[BEGIN]

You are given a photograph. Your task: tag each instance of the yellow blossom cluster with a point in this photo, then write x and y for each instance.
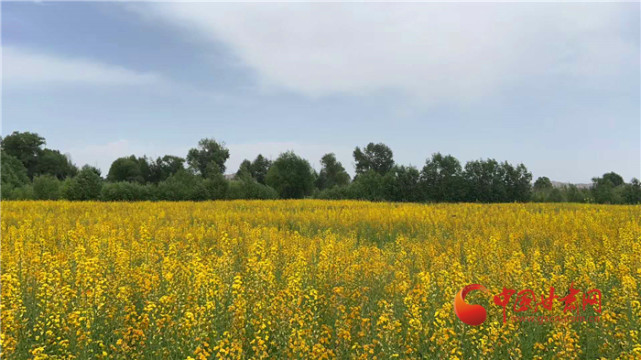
(311, 279)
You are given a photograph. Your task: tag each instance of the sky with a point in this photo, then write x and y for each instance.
(555, 86)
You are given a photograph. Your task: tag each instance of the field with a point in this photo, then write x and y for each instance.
(314, 279)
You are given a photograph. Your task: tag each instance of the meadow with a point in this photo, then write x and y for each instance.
(310, 279)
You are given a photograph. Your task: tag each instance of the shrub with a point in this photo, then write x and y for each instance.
(46, 187)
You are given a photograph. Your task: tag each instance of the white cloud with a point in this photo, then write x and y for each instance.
(22, 67)
(271, 150)
(102, 155)
(433, 52)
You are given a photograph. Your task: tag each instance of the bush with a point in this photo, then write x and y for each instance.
(127, 191)
(250, 189)
(182, 186)
(85, 186)
(216, 187)
(46, 187)
(24, 192)
(291, 176)
(336, 193)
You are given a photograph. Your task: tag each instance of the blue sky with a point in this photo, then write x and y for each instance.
(555, 86)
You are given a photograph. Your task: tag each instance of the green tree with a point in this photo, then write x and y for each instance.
(291, 176)
(442, 179)
(46, 187)
(52, 162)
(259, 168)
(518, 182)
(209, 151)
(183, 185)
(376, 157)
(244, 170)
(632, 192)
(402, 184)
(130, 169)
(614, 178)
(332, 173)
(216, 186)
(126, 191)
(13, 174)
(608, 189)
(26, 147)
(164, 167)
(84, 186)
(542, 183)
(368, 186)
(248, 188)
(485, 181)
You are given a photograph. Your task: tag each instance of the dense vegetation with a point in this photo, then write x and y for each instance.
(31, 171)
(312, 279)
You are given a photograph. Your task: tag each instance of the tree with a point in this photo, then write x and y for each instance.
(13, 174)
(52, 162)
(209, 151)
(26, 147)
(485, 181)
(518, 182)
(442, 179)
(608, 189)
(613, 178)
(244, 170)
(542, 183)
(632, 192)
(164, 167)
(216, 186)
(129, 168)
(46, 187)
(259, 168)
(376, 157)
(256, 170)
(84, 186)
(402, 184)
(126, 191)
(332, 173)
(291, 176)
(183, 185)
(368, 186)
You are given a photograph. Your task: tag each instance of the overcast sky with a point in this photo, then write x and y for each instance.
(555, 86)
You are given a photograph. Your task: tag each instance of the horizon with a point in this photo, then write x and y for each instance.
(108, 80)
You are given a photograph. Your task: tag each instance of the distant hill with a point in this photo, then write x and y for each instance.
(561, 184)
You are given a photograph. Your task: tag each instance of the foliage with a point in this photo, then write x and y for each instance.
(127, 191)
(87, 185)
(183, 185)
(26, 147)
(130, 169)
(291, 176)
(542, 183)
(332, 173)
(208, 158)
(13, 174)
(46, 187)
(374, 157)
(313, 280)
(250, 189)
(164, 167)
(442, 179)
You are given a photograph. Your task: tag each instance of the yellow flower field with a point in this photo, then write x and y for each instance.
(312, 279)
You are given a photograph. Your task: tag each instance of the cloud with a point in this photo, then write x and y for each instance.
(432, 52)
(21, 67)
(102, 155)
(271, 150)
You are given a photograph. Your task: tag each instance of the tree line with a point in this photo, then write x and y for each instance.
(32, 171)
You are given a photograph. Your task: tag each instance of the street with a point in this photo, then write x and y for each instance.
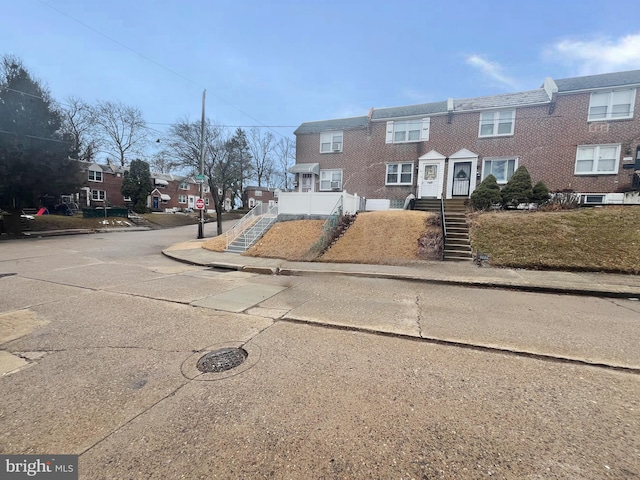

[END]

Exercise prompt - Update the rows above by replacing every "photograph" with "image" and leaving everything else unchanged. Leave the pictures out of your output.

Exercise answer -
You are given a image. Your task: tag each instance of the yellow blossom cluster with a point in this photo, then write x and y for each instance.
(311, 279)
You are given a image. Your task: tag each instance of the sky with a point in this photo, then write x and y for each instance.
(555, 86)
You are given a image. Your task: tag each instance of the field with a point in this photo, then write x and y for each instance.
(314, 279)
You are given a image. Your task: tag each instance of the meadow with a point in this photo, then write x and y for each instance.
(310, 279)
You are given a image. Your task: tag each instance of the shrub with a point in this photo, then write x and y for each instance.
(46, 187)
You are given a image. Your task: tag each instance of the white cloud with a point in this photo, then write x and y for each instance.
(22, 67)
(271, 150)
(102, 155)
(433, 52)
You are given a image. Your task: tag each instance of the bush with a point in this photo, then write x and y for each instance.
(127, 191)
(250, 189)
(182, 186)
(85, 186)
(216, 187)
(46, 187)
(24, 192)
(291, 176)
(336, 193)
You are given a image. Your task: tag each instance of the blue sky with a point in this photo, then write x and y for each instance.
(555, 86)
You are given a image. Your task: tag each instance of the green tree with a point in this photo, then write x and y for each instance.
(291, 176)
(442, 179)
(46, 187)
(52, 162)
(259, 168)
(518, 182)
(209, 151)
(183, 185)
(376, 157)
(244, 170)
(632, 192)
(402, 184)
(130, 169)
(614, 178)
(332, 173)
(216, 186)
(126, 191)
(13, 174)
(608, 189)
(26, 147)
(164, 167)
(84, 186)
(542, 183)
(368, 186)
(248, 188)
(485, 181)
You are given a image. Your task: tag each instance of the dense vegetation with a point in this photo, then write x and y for each instance.
(31, 171)
(312, 279)
You are given a image. Your task: tag each instance of the tree with a point in this photo, then write x and y for each instance.
(13, 174)
(52, 162)
(209, 151)
(26, 147)
(485, 181)
(518, 182)
(442, 179)
(608, 189)
(613, 178)
(244, 170)
(542, 183)
(632, 192)
(164, 167)
(216, 186)
(129, 168)
(46, 187)
(259, 168)
(376, 157)
(256, 170)
(84, 186)
(402, 184)
(126, 191)
(332, 173)
(291, 176)
(183, 185)
(368, 186)
You are given a image. Your task: tag each instance of the overcast sky with a point in this photo, then write x and y for each instance.
(555, 86)
You are given a image. Your task: tag each instance of the horizon with a point in this photo, then write x and y for each instance.
(108, 80)
You are given a image. Your task: tag each instance of the distant hill with a point in this photo, then write x and y for each instance.
(561, 184)
You are given a image. Your task: tag each instance of the foliage with a point in this photo, then write x and y for each instance.
(127, 191)
(87, 185)
(183, 185)
(26, 147)
(130, 169)
(291, 176)
(542, 183)
(332, 173)
(208, 158)
(13, 174)
(46, 187)
(374, 157)
(313, 280)
(250, 189)
(164, 167)
(442, 179)
You are given a image. Your task: tag each instance of the yellow flower field with a point in this photo, then write x and y for each instance.
(312, 279)
You are given a image. Your task: tag each instance of the cloud with a point in this photo, then write x and y for each instance.
(432, 52)
(21, 67)
(102, 155)
(271, 150)
You are given a image. Your task: tag each instance of the tree line with a point in this photo, then write x and y for each instance.
(32, 171)
You are given a image. Your task: tag each instance of the street with a point in this photo, then write x and y for each instance.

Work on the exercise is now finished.